_WHAT YOU SHOULD DO_:
Repeat the data verbatim, images excluded.

_GIVEN RECORDS_:
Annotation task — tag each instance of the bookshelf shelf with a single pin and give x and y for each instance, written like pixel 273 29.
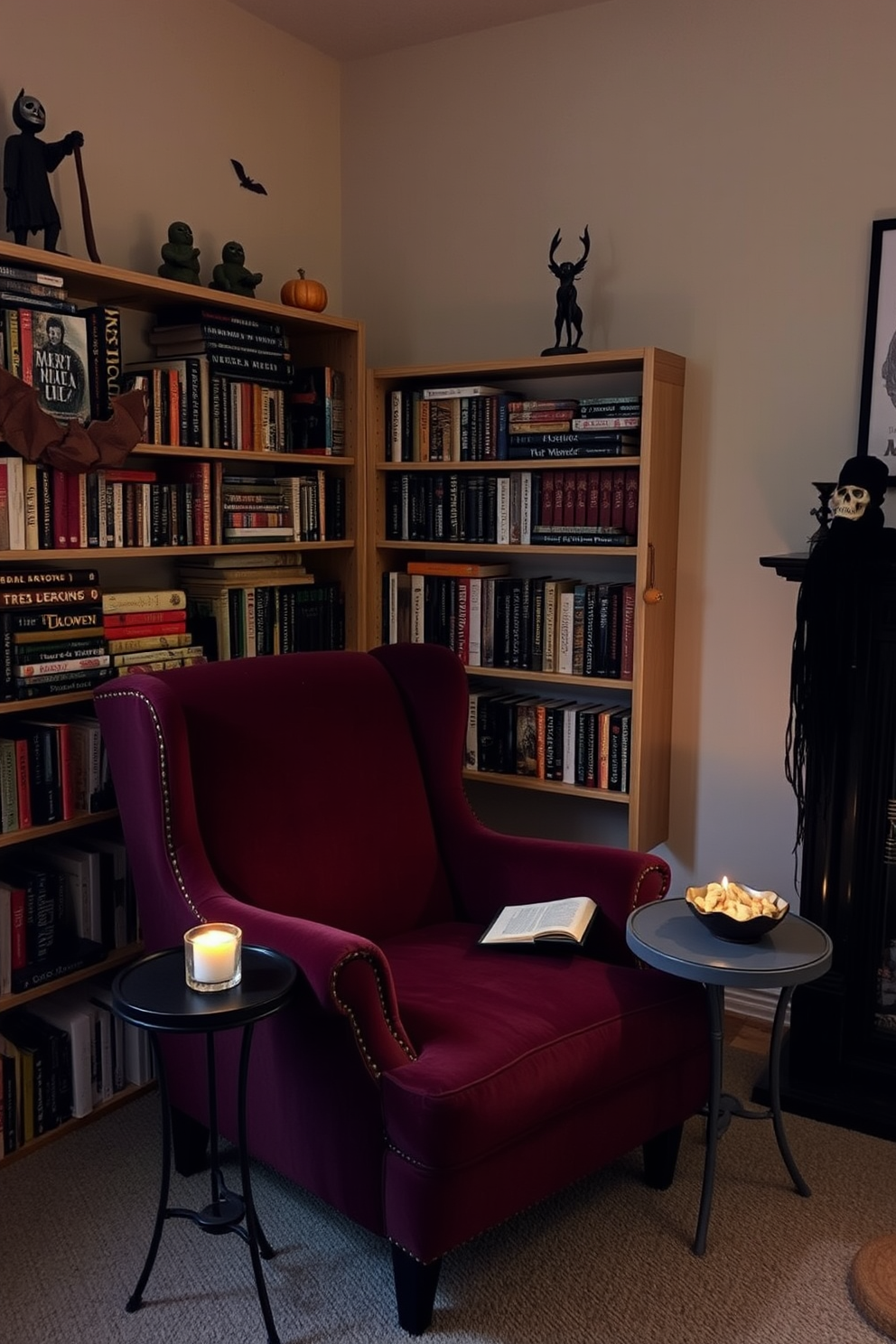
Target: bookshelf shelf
pixel 69 1126
pixel 568 790
pixel 655 375
pixel 314 341
pixel 118 957
pixel 236 454
pixel 77 823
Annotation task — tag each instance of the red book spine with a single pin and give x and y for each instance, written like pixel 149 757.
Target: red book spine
pixel 66 771
pixel 462 592
pixel 18 910
pixel 626 658
pixel 606 496
pixel 145 632
pixel 121 620
pixel 630 520
pixel 581 499
pixel 593 499
pixel 617 518
pixel 557 499
pixel 547 499
pixel 73 507
pixel 60 509
pixel 26 346
pixel 568 499
pixel 23 784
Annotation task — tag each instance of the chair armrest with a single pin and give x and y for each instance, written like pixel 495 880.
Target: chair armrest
pixel 347 974
pixel 495 870
pixel 490 870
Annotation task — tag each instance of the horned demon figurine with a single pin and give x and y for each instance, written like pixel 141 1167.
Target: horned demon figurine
pixel 568 313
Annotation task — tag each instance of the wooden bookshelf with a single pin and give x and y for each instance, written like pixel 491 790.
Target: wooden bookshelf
pixel 314 339
pixel 658 378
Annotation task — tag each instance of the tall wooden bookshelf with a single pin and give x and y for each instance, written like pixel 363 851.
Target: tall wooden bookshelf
pixel 658 378
pixel 314 339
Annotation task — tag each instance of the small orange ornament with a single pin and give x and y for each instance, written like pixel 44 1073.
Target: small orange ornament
pixel 303 294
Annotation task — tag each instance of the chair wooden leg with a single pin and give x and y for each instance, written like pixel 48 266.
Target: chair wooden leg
pixel 659 1157
pixel 190 1143
pixel 414 1289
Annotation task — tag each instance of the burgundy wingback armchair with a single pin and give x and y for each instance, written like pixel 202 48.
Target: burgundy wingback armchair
pixel 421 1084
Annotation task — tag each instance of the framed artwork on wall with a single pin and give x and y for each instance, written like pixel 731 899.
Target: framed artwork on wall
pixel 877 402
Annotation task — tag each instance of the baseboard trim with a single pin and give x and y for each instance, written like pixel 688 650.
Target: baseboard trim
pixel 758 1004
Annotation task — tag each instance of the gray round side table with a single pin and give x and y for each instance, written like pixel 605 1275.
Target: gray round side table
pixel 665 934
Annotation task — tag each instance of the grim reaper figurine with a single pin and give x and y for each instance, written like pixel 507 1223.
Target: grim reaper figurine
pixel 837 609
pixel 27 163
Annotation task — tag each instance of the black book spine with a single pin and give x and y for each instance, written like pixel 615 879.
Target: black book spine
pixel 44 509
pixel 104 343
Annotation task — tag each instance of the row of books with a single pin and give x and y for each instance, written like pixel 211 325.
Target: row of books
pixel 563 741
pixel 217 379
pixel 61 633
pixel 63 906
pixel 488 424
pixel 498 620
pixel 246 619
pixel 228 380
pixel 62 1057
pixel 51 770
pixel 190 503
pixel 71 358
pixel 563 507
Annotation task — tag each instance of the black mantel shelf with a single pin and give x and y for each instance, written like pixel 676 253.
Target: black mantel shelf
pixel 786 566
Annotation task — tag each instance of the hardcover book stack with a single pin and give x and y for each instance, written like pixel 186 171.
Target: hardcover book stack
pixel 492 619
pixel 70 357
pixel 51 638
pixel 555 740
pixel 316 412
pixel 63 1055
pixel 254 605
pixel 563 507
pixel 51 770
pixel 487 424
pixel 148 630
pixel 218 379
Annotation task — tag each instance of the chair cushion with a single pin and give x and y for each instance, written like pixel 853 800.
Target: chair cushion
pixel 509 1041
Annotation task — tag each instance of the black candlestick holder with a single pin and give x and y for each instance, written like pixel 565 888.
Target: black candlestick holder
pixel 822 512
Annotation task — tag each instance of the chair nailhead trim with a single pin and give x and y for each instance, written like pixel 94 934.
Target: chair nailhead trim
pixel 165 792
pixel 371 1063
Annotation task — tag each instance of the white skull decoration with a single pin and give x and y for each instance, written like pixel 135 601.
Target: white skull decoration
pixel 849 501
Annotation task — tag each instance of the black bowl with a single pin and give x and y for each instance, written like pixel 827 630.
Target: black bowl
pixel 736 930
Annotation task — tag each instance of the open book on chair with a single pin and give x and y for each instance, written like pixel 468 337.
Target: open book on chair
pixel 547 921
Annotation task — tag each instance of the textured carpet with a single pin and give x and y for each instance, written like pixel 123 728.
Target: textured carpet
pixel 605 1262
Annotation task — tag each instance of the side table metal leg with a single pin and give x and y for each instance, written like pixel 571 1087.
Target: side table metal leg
pixel 716 1004
pixel 774 1089
pixel 135 1302
pixel 258 1244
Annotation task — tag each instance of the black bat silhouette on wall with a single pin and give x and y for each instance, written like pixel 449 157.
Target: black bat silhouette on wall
pixel 248 183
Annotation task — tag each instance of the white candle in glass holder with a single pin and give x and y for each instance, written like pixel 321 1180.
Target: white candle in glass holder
pixel 214 956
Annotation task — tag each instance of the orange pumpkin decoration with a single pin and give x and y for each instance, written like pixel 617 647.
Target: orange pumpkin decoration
pixel 303 294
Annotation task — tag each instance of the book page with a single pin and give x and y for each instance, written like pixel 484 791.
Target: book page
pixel 568 916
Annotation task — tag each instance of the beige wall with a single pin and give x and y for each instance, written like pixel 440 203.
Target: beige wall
pixel 728 159
pixel 165 94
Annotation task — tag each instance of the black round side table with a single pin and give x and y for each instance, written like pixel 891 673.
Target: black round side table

_ANSWER BOX_:
Annotation task — tag each instance of the bookshelf shelf with a single pin and give x and y for each instance, written like pixel 273 29.
Target: bookshelf shelf
pixel 69 1126
pixel 568 790
pixel 655 375
pixel 314 341
pixel 118 957
pixel 236 454
pixel 77 823
Annotation task — tag each instance of the red book spine with a single pin and give x and y for each instance, written like pixel 149 757.
Target: red book spine
pixel 66 771
pixel 462 592
pixel 18 910
pixel 626 658
pixel 606 496
pixel 145 632
pixel 121 620
pixel 630 520
pixel 581 499
pixel 593 499
pixel 617 518
pixel 557 499
pixel 547 499
pixel 73 507
pixel 60 509
pixel 26 346
pixel 568 499
pixel 23 784
Annotation task — tag each instance of the chair armrest with a single pin and give x and y for each instance, written like pixel 495 880.
Target: chair armrest
pixel 347 974
pixel 495 870
pixel 490 870
Annotation task — tag each instance of the horned demon figurine with a single pin and give x and y for each instance, written like pixel 141 1167.
Target: horned demon figurine
pixel 568 313
Annotation task — tag each instance of the wooden bookshelf with a single pin and give x and y for each instance, written like pixel 491 790.
Target: wooden bookshelf
pixel 314 339
pixel 658 378
Annotation task — tag each instance of the tall wooden bookshelf with a single pin and give x and y for each instance, written like pixel 363 851.
Target: tall wooden bookshelf
pixel 658 378
pixel 314 339
Annotation task — tag each instance of the small orange ornament with a single pin and give x and y for each instance, written like pixel 44 1073.
Target: small orange ornament
pixel 303 294
Annotation task — tag each instance of the chair wooden leg with a single pin and give x and y for each instance, written like pixel 48 266.
Target: chair wooden leg
pixel 659 1157
pixel 190 1143
pixel 414 1289
Annotation task — tag each instance of the burgundy wingback armchair with a single pin and give x and y for each instance, written like pixel 202 48.
Target: burgundy wingback armchair
pixel 421 1084
Annotation task — tag each instance of the framed artwork on wall with a single pin and give x and y for each instance, written like pixel 731 899.
Target: framed artwork on wall
pixel 877 402
Annotation task — tag each instance of the baseboard trim with a single pin and give x and y for each instance, written like pixel 688 650.
Target: baseboard trim
pixel 758 1004
Annotation task — tag each instance of the gray round side table with a single pin and give x and y for each instance, written like pixel 605 1275.
Target: gray round side table
pixel 665 934
Annotation task — tag each instance of the grim reaper figurine with a single pin and give x and y for each instance, written like pixel 507 1223.
Target: grim reaper figurine
pixel 837 609
pixel 27 163
Annotation task — tag each instance of the black book spine with a single pin and give x and y for each instance, written like pixel 615 879.
Target: black book spine
pixel 44 509
pixel 104 343
Annotation task — tag each instance of the row of books with a single pin and give x and y for each instance, written like pixel 211 325.
Target: row of books
pixel 563 741
pixel 217 379
pixel 61 633
pixel 63 906
pixel 488 424
pixel 498 620
pixel 246 619
pixel 228 380
pixel 62 1057
pixel 51 770
pixel 190 503
pixel 71 358
pixel 563 507
Annotation task — tag each instance of the black mantel shelf with a single pin and give x and y for each instance, written like pixel 676 253.
Target: black mantel shelf
pixel 786 566
Annotation task — tag each instance of the hardcover book stack with a single pin and give x and y for each instance, written like pixel 186 171.
Target: hardcover book stack
pixel 492 619
pixel 70 357
pixel 51 638
pixel 555 740
pixel 316 412
pixel 63 1055
pixel 254 605
pixel 563 507
pixel 51 770
pixel 487 424
pixel 148 630
pixel 218 379
Annotation task — tag each instance of the chair cushion with a single pin and give x and y for each instance, written like pixel 853 800.
Target: chair cushion
pixel 509 1041
Annotation task — tag each instance of the black candlestick holder with a single pin and give x and y for each instance, written like pixel 565 888.
Target: black candlestick holder
pixel 822 512
Annotation task — tag each instance of the chair nailhead trim with a single pin and give x and y for each instance, written like pixel 94 934.
Target: chair nailhead trim
pixel 165 792
pixel 371 1063
Annotation task — tag each instance of the white skull decoration with a single pin and give x and y for each instance, written like pixel 135 601.
Target: white skull decoration
pixel 849 501
Annotation task — tag each instance of the black bowl with a single pin and give x and y for each instance, written like pixel 827 630.
Target: black bowl
pixel 736 930
Annotation task — tag each instance of the open book on chair with a single pin and give x and y for each instance, written like pixel 468 337.
Target: open book on chair
pixel 547 921
Annotation task — tag each instance of the textured carpet with a single pin and give x and y for each instance, written like pixel 123 728.
Target: textured carpet
pixel 605 1262
Annotation task — tag each instance of the side table metal leg with a single pin and give x and y for each instance, written like pixel 571 1087.
Target: side table metal leg
pixel 716 1004
pixel 774 1089
pixel 135 1302
pixel 258 1244
Annotation task — tag each instance of the black bat silhouette on wall with a single pin and give x and y for each instance, written like pixel 449 157.
Target: black bat silhouette on wall
pixel 248 183
Annotation task — tag each instance of the white candle in glass holder with a single pin and give x and y for each instance, written like pixel 321 1180.
Target: white candle in glass holder
pixel 214 956
Annotation task — tag each instance of the orange pumpkin decoration with a single pin and give x and y for each instance, written like pixel 617 647.
Target: orange pumpkin decoration
pixel 303 294
Annotation task — tag each instance of the book page with a single pin and give x and y for each instance, written like pixel 484 791.
Target: book page
pixel 568 916
Annotation task — tag each instance of the beige wall with a single pin and give x and y for each instance, written like pixel 440 203.
Target: beige wall
pixel 728 159
pixel 165 94
Annotation task — tag each instance of the black round side table with a single pin and give x and y for each instance, written like pixel 891 673.
Target: black round side table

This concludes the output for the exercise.